Credentialing

How Long Does Credentialing Take for an ABA Practice?

4 min read2026-06-02

Credentialing is the part of starting (or growing) an ABA practice that surprises everyone. You hire a BCBA on Monday. You think they'll be billable in a couple of weeks. Three months later, you're still waiting on one payer.

Realistic timelines

These are the ranges we see most often, assuming a clean application:

  • Medicaid (state-by-state): 60–120 days
  • Commercial payers (BCBS, Aetna, Cigna, UHC): 60–150 days
  • Tricare: 90–180 days
  • Re-credentialing (existing provider, new group): 30–90 days

The slow payer in your mix sets the timeline. If even one big payer takes 5 months, that's when your new BCBA becomes fully billable across your panel.

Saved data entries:
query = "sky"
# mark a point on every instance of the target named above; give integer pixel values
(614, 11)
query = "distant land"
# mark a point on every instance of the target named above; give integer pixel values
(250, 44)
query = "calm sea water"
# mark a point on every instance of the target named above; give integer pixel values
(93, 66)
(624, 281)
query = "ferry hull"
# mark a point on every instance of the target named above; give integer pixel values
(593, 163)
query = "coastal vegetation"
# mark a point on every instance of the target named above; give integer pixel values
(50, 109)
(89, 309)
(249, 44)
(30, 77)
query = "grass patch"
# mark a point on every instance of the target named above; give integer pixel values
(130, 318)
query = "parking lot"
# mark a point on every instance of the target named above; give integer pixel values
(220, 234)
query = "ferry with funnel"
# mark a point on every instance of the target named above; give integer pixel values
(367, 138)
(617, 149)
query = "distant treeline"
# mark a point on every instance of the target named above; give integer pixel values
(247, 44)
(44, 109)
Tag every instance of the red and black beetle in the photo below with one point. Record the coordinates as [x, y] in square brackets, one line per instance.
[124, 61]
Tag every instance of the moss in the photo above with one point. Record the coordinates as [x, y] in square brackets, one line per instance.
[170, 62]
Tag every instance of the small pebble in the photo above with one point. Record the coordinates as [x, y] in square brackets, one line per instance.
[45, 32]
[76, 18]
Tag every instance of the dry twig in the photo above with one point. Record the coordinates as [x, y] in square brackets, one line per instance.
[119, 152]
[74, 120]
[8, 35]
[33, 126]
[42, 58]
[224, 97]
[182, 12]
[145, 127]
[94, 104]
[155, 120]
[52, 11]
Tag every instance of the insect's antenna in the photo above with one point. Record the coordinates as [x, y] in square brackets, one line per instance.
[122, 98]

Work instructions:
1) Can you condense the paragraph of the credentialing article that begins "Credentialing is the part" into a single sentence while keeping its main facts?
2) Could you extend the credentialing article past its final sentence with a paragraph or two?
Nothing in the records is needed here.

Answers by item:
1) Credentialing catches ABA practices off guard: a BCBA hired on Monday may seem ready to bill within a couple of weeks, yet three months later the practice can still be waiting on one payer.

2)
What slows credentialing down

It's almost never the payer's processing time. It's the back-and-forth:

  • CAQH not attested or out of date
  • License or NPI mismatch on the application
  • Missing W-9 or group disclosure forms
  • Payer requesting clarification and the email sitting in someone's inbox

Every round trip adds 2–4 weeks. The practices that get credentialed fastest are the ones with a single owner of the process who responds to payer requests within 24 hours.

How to start sooner than you think

You can start credentialing before a BCBA's start date — once you have their license, NPI, and signed authorization to submit on their behalf. Starting two months before their first day is normal. Starting four months before is smart.

The earlier you submit, the sooner they're billable. That's the entire credentialing strategy in one sentence.